◆ Exercise brief: Please reproduce every one of the records below word for word, with nothing changed.

◆ Records to process:
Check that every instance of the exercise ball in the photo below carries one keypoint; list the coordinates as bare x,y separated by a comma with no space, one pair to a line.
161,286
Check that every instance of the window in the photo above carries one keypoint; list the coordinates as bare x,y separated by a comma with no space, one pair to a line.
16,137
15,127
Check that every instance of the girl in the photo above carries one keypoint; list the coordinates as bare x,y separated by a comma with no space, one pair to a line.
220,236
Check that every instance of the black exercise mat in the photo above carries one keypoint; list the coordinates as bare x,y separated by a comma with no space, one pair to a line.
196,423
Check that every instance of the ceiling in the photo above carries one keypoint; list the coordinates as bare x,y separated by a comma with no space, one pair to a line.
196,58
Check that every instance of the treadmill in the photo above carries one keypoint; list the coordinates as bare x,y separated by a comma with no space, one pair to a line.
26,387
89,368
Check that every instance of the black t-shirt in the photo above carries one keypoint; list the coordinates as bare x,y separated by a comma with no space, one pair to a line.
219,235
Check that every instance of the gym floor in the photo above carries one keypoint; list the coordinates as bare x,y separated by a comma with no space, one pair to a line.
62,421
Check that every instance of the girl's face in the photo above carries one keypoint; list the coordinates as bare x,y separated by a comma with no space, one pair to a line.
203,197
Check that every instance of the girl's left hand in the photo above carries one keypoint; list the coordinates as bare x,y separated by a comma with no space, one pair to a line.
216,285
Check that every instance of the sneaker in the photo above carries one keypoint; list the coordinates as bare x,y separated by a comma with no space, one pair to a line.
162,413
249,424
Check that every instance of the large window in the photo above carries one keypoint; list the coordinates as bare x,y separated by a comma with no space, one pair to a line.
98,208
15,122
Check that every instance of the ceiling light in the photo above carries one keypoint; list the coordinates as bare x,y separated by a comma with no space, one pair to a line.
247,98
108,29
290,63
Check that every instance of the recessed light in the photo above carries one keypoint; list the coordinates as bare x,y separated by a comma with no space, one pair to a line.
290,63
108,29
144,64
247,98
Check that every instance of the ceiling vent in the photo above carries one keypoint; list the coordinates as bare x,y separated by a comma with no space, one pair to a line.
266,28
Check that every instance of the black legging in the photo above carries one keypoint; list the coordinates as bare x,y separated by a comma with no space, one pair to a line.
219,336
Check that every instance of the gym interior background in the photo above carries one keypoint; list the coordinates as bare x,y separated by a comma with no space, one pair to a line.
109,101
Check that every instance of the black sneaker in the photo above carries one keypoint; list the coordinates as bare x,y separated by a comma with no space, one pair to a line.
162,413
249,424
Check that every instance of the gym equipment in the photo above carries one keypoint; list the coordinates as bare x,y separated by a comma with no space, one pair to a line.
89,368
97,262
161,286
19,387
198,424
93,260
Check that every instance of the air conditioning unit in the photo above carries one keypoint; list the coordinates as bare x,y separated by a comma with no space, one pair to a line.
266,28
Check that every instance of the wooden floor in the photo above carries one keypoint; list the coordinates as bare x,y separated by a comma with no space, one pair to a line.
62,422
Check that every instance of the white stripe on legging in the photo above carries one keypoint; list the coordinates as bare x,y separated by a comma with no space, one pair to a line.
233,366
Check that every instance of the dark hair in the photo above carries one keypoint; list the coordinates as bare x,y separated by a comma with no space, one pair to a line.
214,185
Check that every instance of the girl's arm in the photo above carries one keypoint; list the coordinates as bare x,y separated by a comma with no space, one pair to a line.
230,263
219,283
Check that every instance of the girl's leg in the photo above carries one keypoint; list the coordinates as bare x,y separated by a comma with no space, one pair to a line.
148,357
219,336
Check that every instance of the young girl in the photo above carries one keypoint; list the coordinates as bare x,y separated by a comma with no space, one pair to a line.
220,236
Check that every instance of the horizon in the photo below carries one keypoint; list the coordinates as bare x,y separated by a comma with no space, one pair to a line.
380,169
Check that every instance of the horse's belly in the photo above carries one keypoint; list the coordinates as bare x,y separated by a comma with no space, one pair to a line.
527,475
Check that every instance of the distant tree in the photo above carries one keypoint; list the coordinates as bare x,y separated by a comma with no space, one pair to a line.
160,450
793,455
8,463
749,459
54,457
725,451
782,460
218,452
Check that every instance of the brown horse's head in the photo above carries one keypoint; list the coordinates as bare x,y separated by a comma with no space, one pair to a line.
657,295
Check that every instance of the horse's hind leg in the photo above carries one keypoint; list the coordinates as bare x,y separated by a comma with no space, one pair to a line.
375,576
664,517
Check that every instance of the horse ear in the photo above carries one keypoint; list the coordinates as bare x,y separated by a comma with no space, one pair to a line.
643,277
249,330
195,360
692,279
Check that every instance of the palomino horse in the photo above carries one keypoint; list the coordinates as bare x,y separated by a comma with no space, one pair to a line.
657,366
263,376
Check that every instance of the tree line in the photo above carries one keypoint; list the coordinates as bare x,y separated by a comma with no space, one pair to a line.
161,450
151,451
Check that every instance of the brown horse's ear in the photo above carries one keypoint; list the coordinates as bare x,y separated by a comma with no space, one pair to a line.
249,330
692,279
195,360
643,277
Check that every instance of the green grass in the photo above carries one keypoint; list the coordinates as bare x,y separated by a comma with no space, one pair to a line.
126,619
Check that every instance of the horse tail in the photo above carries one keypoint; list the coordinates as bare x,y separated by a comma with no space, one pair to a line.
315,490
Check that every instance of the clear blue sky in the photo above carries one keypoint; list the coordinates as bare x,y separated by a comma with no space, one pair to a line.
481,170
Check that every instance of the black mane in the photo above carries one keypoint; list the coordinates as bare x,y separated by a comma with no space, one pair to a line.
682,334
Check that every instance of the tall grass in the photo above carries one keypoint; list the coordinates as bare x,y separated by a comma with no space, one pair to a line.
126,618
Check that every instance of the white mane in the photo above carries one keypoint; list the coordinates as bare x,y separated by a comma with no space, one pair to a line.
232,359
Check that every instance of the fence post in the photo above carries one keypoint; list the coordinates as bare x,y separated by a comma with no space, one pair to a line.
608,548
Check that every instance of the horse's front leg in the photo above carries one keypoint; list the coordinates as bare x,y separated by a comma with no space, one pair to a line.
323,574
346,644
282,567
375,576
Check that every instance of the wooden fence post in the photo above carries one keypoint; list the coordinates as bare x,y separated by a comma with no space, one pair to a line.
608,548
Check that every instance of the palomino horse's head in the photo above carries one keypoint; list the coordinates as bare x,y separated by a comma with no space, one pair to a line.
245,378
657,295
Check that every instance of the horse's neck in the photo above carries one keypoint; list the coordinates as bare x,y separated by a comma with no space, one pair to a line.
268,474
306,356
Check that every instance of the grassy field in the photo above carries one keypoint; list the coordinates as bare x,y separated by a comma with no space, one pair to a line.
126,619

◆ Response to this exercise:
Check that every instance of the exercise ball in the photo below carries one keypoint; list the coordinates as bare x,y separated by a comma with no space, one pair to a line.
161,286
Check that every instance of the window in the photo above carries one keypoint; list the coordinates as bare x,y separated by a comma with no space, one pair to a line.
16,137
15,127
Check that every instance of the girl in the photo above carries one keypoint; list the coordinates as bare x,y separated by a comma with no space, one pair to a line.
220,236
Check that every instance of the black exercise mat in the photo above carries one keypoint; list the coordinates as bare x,y separated by a comma with no space, one pair to a line.
196,423
Check that every instance of the ceiling in the photo above carries one keypoint; list the coordinates as bare x,y separated by a comma with no space, one pair to a line.
196,58
Check that every instance of the treadmill in the photo above carries one keypoint; list the coordinates as bare x,y separated by a comma with no space, one pair to a line.
26,387
89,368
Check that every instance of the black t-shirt in the photo above carries one keypoint; list the coordinates as bare x,y separated by a comma with no space, one pair to a line.
219,235
Check that every instance of the gym floor in the photo above carries one keypoint; list the coordinates as bare x,y separated by a comma with no space, one pair to a line.
62,421
Check that every instance of the girl's face in the photo above carries one keypoint; list the coordinates as bare x,y separated by a comma with no space, one pair to a line.
203,197
Check that every instance of the girl's left hand in the photo above carries one keypoint; list the coordinates as bare x,y separated by a comma with no space, one pair to a line.
216,285
Check that every instance of the sneaker in the photo above carries one keypoint; list the coordinates as bare x,y separated by a comma with no space, one pair to a line.
162,413
249,424
Check that every instance of the large window in the photo above carries one keypoint; list the coordinates as bare x,y separated by a comma with no space, one pair to a line.
98,208
15,122
Check that every instance of the ceiling light in the photo above carries one keypoint; list the coordinates as bare x,y separated by a comma with no space, one pair to a line.
247,98
108,29
290,63
Check that every instance of the recessed light in the photo above carries one keypoint; list the coordinates as bare x,y separated by a comma with no space, one pair to a line.
290,63
108,29
144,64
247,98
Check that every instance of the ceiling vent in the photo above carries one keypoint; list the coordinates as bare x,y separated by a comma with no space, one pair to a line.
266,28
Check that every instance of the black legging in the photo above carries one keypoint; list the coordinates as bare x,y separated by a comma with no space, one pair to a line.
219,336
Check that every instance of the gym interior background in the photo above carries one keypoint; list the coordinates as bare x,y separated by a comma with no space, one pair to a line.
109,101
Check that every instance of the black sneaker in the photo above carries one keypoint; list the coordinates as bare x,y separated by a comma with no space, one pair to a line.
162,413
249,424
Check that every instance of the gym equipment in the photo above carries one keypoint; list the coordinates as bare x,y separated by a comma with no space, one pair to a line.
89,368
97,262
161,286
19,387
198,424
93,260
Check that every instance of the air conditioning unit in the photo above carries one keypoint; list the coordinates as bare x,y separated by a comma with no space, one pair to a line.
266,28
Check that every instance of the wooden floor in the photo above carries one keypoint; list the coordinates as bare x,y separated by a comma with no space, one pair to a line.
62,422
Check that every instance of the white stripe on legging in the photo above carries one keypoint; list the coordinates as bare x,y separated by a comma with no space, one pair to a line.
233,366
Check that every instance of the dark hair in the photo above carries one keypoint; list the coordinates as bare x,y separated by a comma with no space, one pair to a line.
214,185
Check that every instance of the girl's arm in the photo above carries one keypoint; list the coordinates as bare x,y separated by a comma with no space, one pair to a line.
230,263
219,283
Check that every instance of the girl's leg in the photo above carries one keypoint; list the coordinates as bare x,y separated by a comma with no space, one pair to a line.
148,357
219,336
Check that every instance of the young girl in the photo above carries one keypoint; list the coordinates as bare x,y separated by a comma with no space, one pair to a line.
220,236
Check that every instance of the horizon in the photo below carries one keypoint; list the coordinates as bare x,y separated by a comma with no space, one pair to a line.
380,169
Check that every instance of the horse's belly in the photo above carries one keypoint; list the coordinates as bare x,y separated by a comma with no space, one pair to a line.
527,475
Check that every instance of the distant tree in the photo above carries one keypoint; list the coordinates as bare x,y separated by a comma with no space, one pair to a line.
160,450
793,455
8,463
749,459
54,457
725,451
782,460
218,452
Check that every instance of the brown horse's head in the photo above carries one keypoint; list the coordinates as bare x,y separated by a comma with no space, one pair to a line.
657,295
Check that every instance of the horse's hind leg in the photo above carries one keypoint; list the coordinates as bare x,y separated by a comma with no space, one pair to a line.
375,576
664,517
Check that every instance of the horse ear in the photo above carries one keypoint; list the coordinates as bare x,y separated by a comma with no space, one pair to a line.
643,277
249,330
195,360
692,279
Check that every instance of the palomino horse in the photo above carries one keypoint; list the coordinates as bare x,y separated by a comma with no space, one pair to a line.
657,366
263,376
Check that every instance of the tree line in the photo above carries one keypoint; list the coordinates as bare x,y separated by a comma with no space, one pair to a line.
161,450
151,451
Check that every instance of the brown horse's ear in the photo above carries one keypoint; list the coordinates as bare x,y separated by a comma with no space, one pair to a line.
249,330
692,279
195,360
643,277
Check that every instance of the green grass in the photo above carries one keypoint; list the coordinates as bare x,y separated by a comma with no space, one pair to a line.
126,619
Check that every instance of the horse tail in the photo above carries one keypoint; list the coordinates as bare x,y separated by a comma with no space, one pair to a line.
315,490
Check that every instance of the clear blue sky in the photo above carries one keypoint; list the coordinates as bare x,y separated by a comma with no space, one pair to a line.
481,170
Check that every instance of the black mane in the photo above carries one keypoint; list the coordinates as bare x,y separated by a comma with no space, one pair to a line.
682,334
Check that every instance of the tall grass in the photo above carries one keypoint; list the coordinates as bare x,y separated by a comma with no space, one pair to a line.
126,618
Check that every instance of the white mane in the photo above carries one keypoint; list the coordinates as bare x,y separated by a comma with no space, one pair to a line.
232,359
Check that every instance of the fence post in the photo above carries one keypoint; list the coordinates as bare x,y separated by a comma with no space, one pair to a line.
608,548
Check that every instance of the horse's front leg in the photo above carries one keypoint; list the coordinates as bare x,y separated by a comma with no space, one pair to a line.
323,574
346,644
282,567
375,576
Check that every instance of the wooden fence post in the photo above carries one keypoint; list the coordinates as bare x,y separated by a comma with no space, one pair to a line.
608,548
Check that every instance of the palomino horse's head in the photo above carries one keypoint; list the coordinates as bare x,y separated by a comma with no space, one pair to a line.
245,378
657,295
Check that every instance of the horse's neck in the photo above carries one keypoint; list the coordinates as bare x,y separated by a comma with no space, one pair to a line.
268,474
306,356
Check that every instance of the grassy field in the photo above carries one keypoint; list the coordinates as bare x,y separated by a comma with no space, one pair to a line.
126,619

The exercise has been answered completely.